[Task statement]
Output every line of the records below as a JSON list of strings, with one string per line and blank lines omitted.

[Dataset rows on where objects appear]

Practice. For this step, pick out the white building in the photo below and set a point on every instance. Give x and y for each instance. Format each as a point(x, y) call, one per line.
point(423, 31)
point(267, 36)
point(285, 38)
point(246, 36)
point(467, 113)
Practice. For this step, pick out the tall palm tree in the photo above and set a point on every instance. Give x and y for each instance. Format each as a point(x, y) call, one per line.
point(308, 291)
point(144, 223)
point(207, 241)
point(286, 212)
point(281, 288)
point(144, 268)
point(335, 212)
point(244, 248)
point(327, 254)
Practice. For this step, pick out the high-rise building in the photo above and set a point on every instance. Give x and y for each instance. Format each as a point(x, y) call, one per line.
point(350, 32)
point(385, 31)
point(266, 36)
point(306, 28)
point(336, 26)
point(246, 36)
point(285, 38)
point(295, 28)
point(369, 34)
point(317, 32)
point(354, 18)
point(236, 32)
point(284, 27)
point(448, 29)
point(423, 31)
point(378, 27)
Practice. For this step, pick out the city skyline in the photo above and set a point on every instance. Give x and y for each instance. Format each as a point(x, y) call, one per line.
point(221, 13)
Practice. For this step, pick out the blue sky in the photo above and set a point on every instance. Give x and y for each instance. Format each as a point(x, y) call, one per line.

[Solution for this task]
[
  "Practice. For this step, pick out the white building in the photo below and set a point on every instance. Give x and y for each instance. Format each as a point(x, y) call, one per line.",
  "point(423, 31)",
  "point(267, 36)",
  "point(285, 38)",
  "point(246, 36)",
  "point(467, 113)",
  "Practice. For this step, pick out the tall palm tree in the photo above and set a point on every instance. Give x and y for each instance. Format each as a point(x, y) call, one per line.",
  "point(308, 291)",
  "point(144, 223)",
  "point(207, 241)",
  "point(286, 212)",
  "point(281, 288)",
  "point(144, 268)",
  "point(335, 212)",
  "point(244, 248)",
  "point(327, 254)",
  "Practice. For this step, pick out the high-rise building in the photo above and set a point on every instance. Give x and y for each instance. Format each as a point(x, y) call, one per line.",
  "point(350, 32)",
  "point(385, 31)",
  "point(266, 36)",
  "point(306, 28)",
  "point(336, 26)",
  "point(246, 36)",
  "point(285, 38)",
  "point(295, 28)",
  "point(369, 34)",
  "point(317, 32)",
  "point(354, 18)",
  "point(236, 32)",
  "point(284, 27)",
  "point(448, 29)",
  "point(423, 31)",
  "point(378, 27)",
  "Practice. For this step, pick out the city skyline in the photo above and set a point on every instance. Give x and y for each instance. Format each as a point(x, y) call, one per line.",
  "point(221, 13)",
  "Practice. For this step, pick out the blue sky in the photo above and set a point on every instance. Give x and y for each instance. Format each as a point(x, y) call, one per line."
]